─── Data for processing ───

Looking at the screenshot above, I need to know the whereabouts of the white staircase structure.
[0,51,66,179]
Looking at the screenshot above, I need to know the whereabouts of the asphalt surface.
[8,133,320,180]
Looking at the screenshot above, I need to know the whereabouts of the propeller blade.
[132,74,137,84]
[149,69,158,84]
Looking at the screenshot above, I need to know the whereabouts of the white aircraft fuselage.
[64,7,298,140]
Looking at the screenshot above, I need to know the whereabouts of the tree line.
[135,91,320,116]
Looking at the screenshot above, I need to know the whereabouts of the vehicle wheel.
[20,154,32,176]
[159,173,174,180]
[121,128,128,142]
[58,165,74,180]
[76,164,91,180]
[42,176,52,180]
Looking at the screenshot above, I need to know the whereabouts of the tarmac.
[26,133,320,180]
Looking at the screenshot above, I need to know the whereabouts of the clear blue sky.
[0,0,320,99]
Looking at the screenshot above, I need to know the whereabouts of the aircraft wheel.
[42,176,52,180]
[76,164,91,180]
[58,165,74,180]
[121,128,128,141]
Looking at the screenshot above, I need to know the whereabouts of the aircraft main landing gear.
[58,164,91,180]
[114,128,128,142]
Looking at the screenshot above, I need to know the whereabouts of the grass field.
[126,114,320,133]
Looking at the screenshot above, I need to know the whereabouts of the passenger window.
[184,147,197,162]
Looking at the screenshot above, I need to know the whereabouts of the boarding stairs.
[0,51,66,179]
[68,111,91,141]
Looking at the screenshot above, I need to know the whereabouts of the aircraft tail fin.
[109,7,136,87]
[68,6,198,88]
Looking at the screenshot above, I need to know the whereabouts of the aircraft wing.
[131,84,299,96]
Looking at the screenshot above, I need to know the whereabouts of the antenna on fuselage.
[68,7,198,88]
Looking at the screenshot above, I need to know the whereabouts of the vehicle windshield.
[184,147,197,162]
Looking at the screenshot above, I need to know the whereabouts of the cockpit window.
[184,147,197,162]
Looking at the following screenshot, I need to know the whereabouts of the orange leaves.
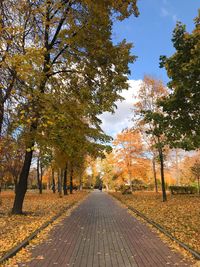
[114,130,149,184]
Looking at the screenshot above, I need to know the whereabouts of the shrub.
[169,185,197,195]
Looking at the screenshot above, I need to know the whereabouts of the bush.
[132,179,148,191]
[120,185,132,195]
[169,185,197,195]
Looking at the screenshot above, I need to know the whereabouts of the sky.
[100,0,200,137]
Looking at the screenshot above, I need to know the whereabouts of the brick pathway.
[21,192,191,267]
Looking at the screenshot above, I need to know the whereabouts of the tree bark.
[37,156,42,194]
[58,169,62,197]
[159,147,167,202]
[63,164,68,196]
[52,169,56,194]
[152,155,158,193]
[69,167,74,194]
[12,148,34,214]
[0,103,4,138]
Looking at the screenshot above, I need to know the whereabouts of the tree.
[113,129,147,190]
[191,160,200,195]
[160,14,200,150]
[12,0,138,214]
[135,76,167,201]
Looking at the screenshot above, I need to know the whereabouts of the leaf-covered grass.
[0,192,87,257]
[112,192,200,252]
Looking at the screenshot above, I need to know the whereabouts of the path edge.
[0,195,88,264]
[109,194,200,260]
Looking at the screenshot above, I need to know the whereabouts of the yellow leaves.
[0,192,87,267]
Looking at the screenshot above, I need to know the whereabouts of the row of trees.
[0,0,138,214]
[100,14,200,201]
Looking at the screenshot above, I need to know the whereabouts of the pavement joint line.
[110,194,200,260]
[0,198,85,264]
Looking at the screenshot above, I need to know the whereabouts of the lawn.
[0,191,87,257]
[112,192,200,252]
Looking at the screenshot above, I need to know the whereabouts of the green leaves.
[160,13,200,150]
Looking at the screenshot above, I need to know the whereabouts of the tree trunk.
[37,156,42,194]
[58,169,62,197]
[52,169,56,194]
[63,164,68,196]
[79,174,83,191]
[0,103,4,138]
[152,155,158,193]
[13,177,18,194]
[69,167,74,194]
[12,148,34,214]
[159,148,167,202]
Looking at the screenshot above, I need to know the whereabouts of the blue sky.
[100,0,200,137]
[113,0,200,82]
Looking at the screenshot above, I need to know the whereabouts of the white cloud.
[100,80,142,137]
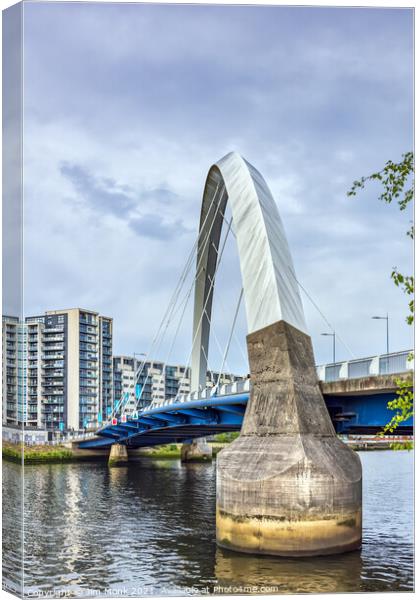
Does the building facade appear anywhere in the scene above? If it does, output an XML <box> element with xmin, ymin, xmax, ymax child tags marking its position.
<box><xmin>3</xmin><ymin>308</ymin><xmax>113</xmax><ymax>432</ymax></box>
<box><xmin>112</xmin><ymin>356</ymin><xmax>243</xmax><ymax>416</ymax></box>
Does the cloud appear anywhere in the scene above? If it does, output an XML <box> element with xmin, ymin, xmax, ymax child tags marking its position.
<box><xmin>130</xmin><ymin>215</ymin><xmax>187</xmax><ymax>240</ymax></box>
<box><xmin>60</xmin><ymin>162</ymin><xmax>136</xmax><ymax>218</ymax></box>
<box><xmin>19</xmin><ymin>3</ymin><xmax>413</xmax><ymax>371</ymax></box>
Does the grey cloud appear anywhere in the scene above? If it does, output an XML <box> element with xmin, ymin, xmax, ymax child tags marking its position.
<box><xmin>60</xmin><ymin>162</ymin><xmax>136</xmax><ymax>218</ymax></box>
<box><xmin>130</xmin><ymin>215</ymin><xmax>187</xmax><ymax>240</ymax></box>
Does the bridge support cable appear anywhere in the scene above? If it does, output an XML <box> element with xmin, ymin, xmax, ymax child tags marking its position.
<box><xmin>105</xmin><ymin>185</ymin><xmax>224</xmax><ymax>425</ymax></box>
<box><xmin>292</xmin><ymin>273</ymin><xmax>355</xmax><ymax>358</ymax></box>
<box><xmin>216</xmin><ymin>287</ymin><xmax>244</xmax><ymax>389</ymax></box>
<box><xmin>130</xmin><ymin>186</ymin><xmax>230</xmax><ymax>409</ymax></box>
<box><xmin>175</xmin><ymin>211</ymin><xmax>232</xmax><ymax>399</ymax></box>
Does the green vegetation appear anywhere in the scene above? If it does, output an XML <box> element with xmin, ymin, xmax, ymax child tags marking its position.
<box><xmin>347</xmin><ymin>152</ymin><xmax>414</xmax><ymax>442</ymax></box>
<box><xmin>2</xmin><ymin>442</ymin><xmax>74</xmax><ymax>464</ymax></box>
<box><xmin>137</xmin><ymin>444</ymin><xmax>181</xmax><ymax>458</ymax></box>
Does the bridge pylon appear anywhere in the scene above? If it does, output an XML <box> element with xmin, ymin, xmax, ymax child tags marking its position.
<box><xmin>216</xmin><ymin>321</ymin><xmax>362</xmax><ymax>556</ymax></box>
<box><xmin>191</xmin><ymin>152</ymin><xmax>362</xmax><ymax>556</ymax></box>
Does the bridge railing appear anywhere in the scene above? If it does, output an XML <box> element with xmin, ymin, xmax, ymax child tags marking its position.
<box><xmin>317</xmin><ymin>350</ymin><xmax>414</xmax><ymax>382</ymax></box>
<box><xmin>149</xmin><ymin>379</ymin><xmax>250</xmax><ymax>408</ymax></box>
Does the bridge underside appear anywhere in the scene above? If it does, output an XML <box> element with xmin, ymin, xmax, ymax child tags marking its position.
<box><xmin>79</xmin><ymin>378</ymin><xmax>413</xmax><ymax>449</ymax></box>
<box><xmin>79</xmin><ymin>394</ymin><xmax>248</xmax><ymax>448</ymax></box>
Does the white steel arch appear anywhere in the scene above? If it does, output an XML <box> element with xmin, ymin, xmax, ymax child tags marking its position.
<box><xmin>191</xmin><ymin>152</ymin><xmax>306</xmax><ymax>391</ymax></box>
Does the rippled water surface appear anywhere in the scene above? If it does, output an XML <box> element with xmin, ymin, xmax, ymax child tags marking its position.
<box><xmin>3</xmin><ymin>451</ymin><xmax>413</xmax><ymax>597</ymax></box>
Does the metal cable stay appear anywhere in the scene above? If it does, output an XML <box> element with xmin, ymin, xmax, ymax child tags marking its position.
<box><xmin>105</xmin><ymin>189</ymin><xmax>354</xmax><ymax>425</ymax></box>
<box><xmin>103</xmin><ymin>184</ymin><xmax>228</xmax><ymax>427</ymax></box>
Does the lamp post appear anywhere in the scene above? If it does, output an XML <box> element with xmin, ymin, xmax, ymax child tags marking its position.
<box><xmin>372</xmin><ymin>313</ymin><xmax>389</xmax><ymax>354</ymax></box>
<box><xmin>321</xmin><ymin>331</ymin><xmax>335</xmax><ymax>365</ymax></box>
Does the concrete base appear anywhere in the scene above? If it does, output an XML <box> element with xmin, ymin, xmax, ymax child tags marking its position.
<box><xmin>216</xmin><ymin>321</ymin><xmax>362</xmax><ymax>556</ymax></box>
<box><xmin>181</xmin><ymin>438</ymin><xmax>213</xmax><ymax>462</ymax></box>
<box><xmin>108</xmin><ymin>444</ymin><xmax>128</xmax><ymax>467</ymax></box>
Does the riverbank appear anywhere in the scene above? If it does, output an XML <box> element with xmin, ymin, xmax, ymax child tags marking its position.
<box><xmin>2</xmin><ymin>433</ymin><xmax>413</xmax><ymax>464</ymax></box>
<box><xmin>2</xmin><ymin>442</ymin><xmax>74</xmax><ymax>463</ymax></box>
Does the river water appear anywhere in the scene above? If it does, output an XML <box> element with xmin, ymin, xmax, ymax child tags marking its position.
<box><xmin>3</xmin><ymin>451</ymin><xmax>414</xmax><ymax>597</ymax></box>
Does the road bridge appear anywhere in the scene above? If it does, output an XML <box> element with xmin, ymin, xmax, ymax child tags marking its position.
<box><xmin>85</xmin><ymin>152</ymin><xmax>412</xmax><ymax>556</ymax></box>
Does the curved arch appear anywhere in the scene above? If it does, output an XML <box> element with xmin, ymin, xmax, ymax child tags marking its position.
<box><xmin>191</xmin><ymin>152</ymin><xmax>306</xmax><ymax>391</ymax></box>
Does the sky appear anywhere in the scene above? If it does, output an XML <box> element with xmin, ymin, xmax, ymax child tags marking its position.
<box><xmin>4</xmin><ymin>2</ymin><xmax>413</xmax><ymax>373</ymax></box>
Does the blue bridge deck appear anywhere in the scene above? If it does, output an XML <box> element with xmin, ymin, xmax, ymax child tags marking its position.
<box><xmin>79</xmin><ymin>384</ymin><xmax>413</xmax><ymax>448</ymax></box>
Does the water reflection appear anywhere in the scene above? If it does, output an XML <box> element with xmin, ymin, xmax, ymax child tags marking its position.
<box><xmin>3</xmin><ymin>452</ymin><xmax>413</xmax><ymax>596</ymax></box>
<box><xmin>215</xmin><ymin>549</ymin><xmax>362</xmax><ymax>594</ymax></box>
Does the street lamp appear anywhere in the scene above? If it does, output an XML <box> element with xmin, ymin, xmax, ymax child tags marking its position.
<box><xmin>321</xmin><ymin>331</ymin><xmax>335</xmax><ymax>364</ymax></box>
<box><xmin>133</xmin><ymin>352</ymin><xmax>147</xmax><ymax>360</ymax></box>
<box><xmin>372</xmin><ymin>313</ymin><xmax>389</xmax><ymax>354</ymax></box>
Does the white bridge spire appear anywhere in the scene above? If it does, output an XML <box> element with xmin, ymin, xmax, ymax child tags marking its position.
<box><xmin>191</xmin><ymin>152</ymin><xmax>307</xmax><ymax>390</ymax></box>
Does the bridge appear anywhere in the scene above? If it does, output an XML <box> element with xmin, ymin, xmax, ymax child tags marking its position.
<box><xmin>79</xmin><ymin>351</ymin><xmax>413</xmax><ymax>449</ymax></box>
<box><xmin>83</xmin><ymin>152</ymin><xmax>412</xmax><ymax>556</ymax></box>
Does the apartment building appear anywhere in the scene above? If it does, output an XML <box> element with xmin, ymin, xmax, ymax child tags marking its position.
<box><xmin>2</xmin><ymin>315</ymin><xmax>22</xmax><ymax>425</ymax></box>
<box><xmin>114</xmin><ymin>356</ymin><xmax>243</xmax><ymax>412</ymax></box>
<box><xmin>3</xmin><ymin>308</ymin><xmax>113</xmax><ymax>431</ymax></box>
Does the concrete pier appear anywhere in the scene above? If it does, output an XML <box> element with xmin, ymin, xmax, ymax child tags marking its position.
<box><xmin>108</xmin><ymin>444</ymin><xmax>128</xmax><ymax>467</ymax></box>
<box><xmin>216</xmin><ymin>321</ymin><xmax>362</xmax><ymax>556</ymax></box>
<box><xmin>181</xmin><ymin>438</ymin><xmax>213</xmax><ymax>462</ymax></box>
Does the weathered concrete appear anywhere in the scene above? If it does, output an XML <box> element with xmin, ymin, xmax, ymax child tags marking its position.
<box><xmin>108</xmin><ymin>444</ymin><xmax>128</xmax><ymax>467</ymax></box>
<box><xmin>319</xmin><ymin>371</ymin><xmax>413</xmax><ymax>396</ymax></box>
<box><xmin>216</xmin><ymin>321</ymin><xmax>362</xmax><ymax>556</ymax></box>
<box><xmin>181</xmin><ymin>438</ymin><xmax>213</xmax><ymax>462</ymax></box>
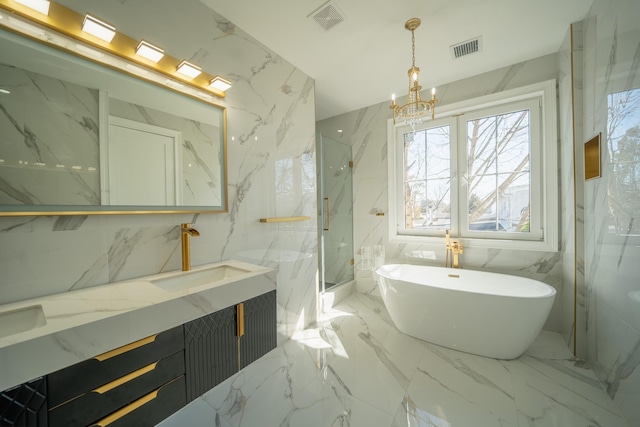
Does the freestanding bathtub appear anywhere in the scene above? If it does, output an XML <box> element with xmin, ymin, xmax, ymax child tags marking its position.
<box><xmin>374</xmin><ymin>264</ymin><xmax>556</xmax><ymax>359</ymax></box>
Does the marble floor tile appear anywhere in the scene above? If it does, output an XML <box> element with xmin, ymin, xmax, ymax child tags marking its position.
<box><xmin>161</xmin><ymin>293</ymin><xmax>628</xmax><ymax>427</ymax></box>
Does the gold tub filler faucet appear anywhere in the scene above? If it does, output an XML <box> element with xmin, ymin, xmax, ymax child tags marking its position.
<box><xmin>444</xmin><ymin>230</ymin><xmax>464</xmax><ymax>268</ymax></box>
<box><xmin>180</xmin><ymin>224</ymin><xmax>200</xmax><ymax>271</ymax></box>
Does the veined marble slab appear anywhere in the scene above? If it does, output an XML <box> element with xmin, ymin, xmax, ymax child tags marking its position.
<box><xmin>0</xmin><ymin>261</ymin><xmax>276</xmax><ymax>390</ymax></box>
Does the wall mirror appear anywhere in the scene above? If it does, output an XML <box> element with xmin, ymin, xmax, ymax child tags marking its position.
<box><xmin>0</xmin><ymin>11</ymin><xmax>227</xmax><ymax>216</ymax></box>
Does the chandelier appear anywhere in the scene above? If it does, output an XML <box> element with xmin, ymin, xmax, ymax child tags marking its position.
<box><xmin>389</xmin><ymin>18</ymin><xmax>438</xmax><ymax>131</ymax></box>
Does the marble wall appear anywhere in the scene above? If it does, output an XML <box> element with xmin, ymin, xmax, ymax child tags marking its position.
<box><xmin>558</xmin><ymin>22</ymin><xmax>587</xmax><ymax>358</ymax></box>
<box><xmin>0</xmin><ymin>0</ymin><xmax>317</xmax><ymax>340</ymax></box>
<box><xmin>316</xmin><ymin>54</ymin><xmax>573</xmax><ymax>331</ymax></box>
<box><xmin>579</xmin><ymin>0</ymin><xmax>640</xmax><ymax>425</ymax></box>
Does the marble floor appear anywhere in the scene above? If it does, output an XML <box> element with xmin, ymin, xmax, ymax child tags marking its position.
<box><xmin>161</xmin><ymin>294</ymin><xmax>626</xmax><ymax>427</ymax></box>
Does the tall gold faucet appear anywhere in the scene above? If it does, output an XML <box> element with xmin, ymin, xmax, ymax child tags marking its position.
<box><xmin>180</xmin><ymin>224</ymin><xmax>200</xmax><ymax>271</ymax></box>
<box><xmin>444</xmin><ymin>230</ymin><xmax>464</xmax><ymax>268</ymax></box>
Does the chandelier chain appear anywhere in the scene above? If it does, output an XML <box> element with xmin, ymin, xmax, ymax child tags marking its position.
<box><xmin>411</xmin><ymin>30</ymin><xmax>416</xmax><ymax>67</ymax></box>
<box><xmin>389</xmin><ymin>18</ymin><xmax>438</xmax><ymax>132</ymax></box>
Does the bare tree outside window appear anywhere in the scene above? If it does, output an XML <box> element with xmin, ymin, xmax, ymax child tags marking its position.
<box><xmin>607</xmin><ymin>89</ymin><xmax>640</xmax><ymax>236</ymax></box>
<box><xmin>467</xmin><ymin>110</ymin><xmax>531</xmax><ymax>232</ymax></box>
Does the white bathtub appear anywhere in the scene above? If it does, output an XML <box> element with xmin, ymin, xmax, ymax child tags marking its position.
<box><xmin>374</xmin><ymin>264</ymin><xmax>556</xmax><ymax>359</ymax></box>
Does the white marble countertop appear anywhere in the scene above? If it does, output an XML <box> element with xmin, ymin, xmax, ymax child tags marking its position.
<box><xmin>0</xmin><ymin>260</ymin><xmax>276</xmax><ymax>390</ymax></box>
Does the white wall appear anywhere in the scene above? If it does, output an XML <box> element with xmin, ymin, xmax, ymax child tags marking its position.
<box><xmin>579</xmin><ymin>0</ymin><xmax>640</xmax><ymax>426</ymax></box>
<box><xmin>0</xmin><ymin>0</ymin><xmax>317</xmax><ymax>344</ymax></box>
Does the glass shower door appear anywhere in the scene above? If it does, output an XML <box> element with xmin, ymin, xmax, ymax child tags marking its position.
<box><xmin>318</xmin><ymin>134</ymin><xmax>354</xmax><ymax>292</ymax></box>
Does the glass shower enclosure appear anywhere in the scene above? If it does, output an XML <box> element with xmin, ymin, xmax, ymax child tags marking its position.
<box><xmin>317</xmin><ymin>133</ymin><xmax>354</xmax><ymax>292</ymax></box>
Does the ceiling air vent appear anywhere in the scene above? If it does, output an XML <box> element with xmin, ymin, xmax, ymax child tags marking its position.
<box><xmin>308</xmin><ymin>0</ymin><xmax>344</xmax><ymax>31</ymax></box>
<box><xmin>450</xmin><ymin>36</ymin><xmax>482</xmax><ymax>59</ymax></box>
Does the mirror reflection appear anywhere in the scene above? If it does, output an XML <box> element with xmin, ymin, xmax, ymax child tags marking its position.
<box><xmin>0</xmin><ymin>26</ymin><xmax>226</xmax><ymax>214</ymax></box>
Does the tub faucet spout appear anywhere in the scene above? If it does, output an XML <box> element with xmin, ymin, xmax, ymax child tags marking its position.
<box><xmin>180</xmin><ymin>224</ymin><xmax>200</xmax><ymax>271</ymax></box>
<box><xmin>444</xmin><ymin>230</ymin><xmax>464</xmax><ymax>268</ymax></box>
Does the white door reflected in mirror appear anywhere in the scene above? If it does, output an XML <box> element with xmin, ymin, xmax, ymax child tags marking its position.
<box><xmin>100</xmin><ymin>117</ymin><xmax>182</xmax><ymax>206</ymax></box>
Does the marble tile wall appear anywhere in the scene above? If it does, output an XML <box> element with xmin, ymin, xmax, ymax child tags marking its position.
<box><xmin>0</xmin><ymin>0</ymin><xmax>317</xmax><ymax>340</ymax></box>
<box><xmin>316</xmin><ymin>54</ymin><xmax>573</xmax><ymax>331</ymax></box>
<box><xmin>582</xmin><ymin>0</ymin><xmax>640</xmax><ymax>425</ymax></box>
<box><xmin>558</xmin><ymin>22</ymin><xmax>587</xmax><ymax>357</ymax></box>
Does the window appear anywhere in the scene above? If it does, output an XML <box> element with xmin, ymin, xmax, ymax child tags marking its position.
<box><xmin>389</xmin><ymin>81</ymin><xmax>557</xmax><ymax>250</ymax></box>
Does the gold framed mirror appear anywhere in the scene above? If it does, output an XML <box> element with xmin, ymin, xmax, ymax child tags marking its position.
<box><xmin>0</xmin><ymin>0</ymin><xmax>227</xmax><ymax>216</ymax></box>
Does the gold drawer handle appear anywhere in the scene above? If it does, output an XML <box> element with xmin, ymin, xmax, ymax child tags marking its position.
<box><xmin>93</xmin><ymin>362</ymin><xmax>158</xmax><ymax>394</ymax></box>
<box><xmin>236</xmin><ymin>302</ymin><xmax>244</xmax><ymax>337</ymax></box>
<box><xmin>94</xmin><ymin>334</ymin><xmax>158</xmax><ymax>362</ymax></box>
<box><xmin>91</xmin><ymin>389</ymin><xmax>160</xmax><ymax>427</ymax></box>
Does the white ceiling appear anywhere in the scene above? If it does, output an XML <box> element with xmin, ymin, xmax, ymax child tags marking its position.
<box><xmin>200</xmin><ymin>0</ymin><xmax>593</xmax><ymax>120</ymax></box>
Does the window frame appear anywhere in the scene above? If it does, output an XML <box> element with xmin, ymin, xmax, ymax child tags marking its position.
<box><xmin>387</xmin><ymin>80</ymin><xmax>559</xmax><ymax>252</ymax></box>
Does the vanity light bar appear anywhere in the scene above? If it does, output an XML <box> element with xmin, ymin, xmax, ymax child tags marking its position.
<box><xmin>82</xmin><ymin>13</ymin><xmax>116</xmax><ymax>43</ymax></box>
<box><xmin>14</xmin><ymin>0</ymin><xmax>49</xmax><ymax>16</ymax></box>
<box><xmin>178</xmin><ymin>61</ymin><xmax>202</xmax><ymax>79</ymax></box>
<box><xmin>136</xmin><ymin>40</ymin><xmax>164</xmax><ymax>63</ymax></box>
<box><xmin>209</xmin><ymin>76</ymin><xmax>231</xmax><ymax>92</ymax></box>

───

_Task instructions_.
Count the lines in the stored items that contain the string "surface".

_Expected answer_.
2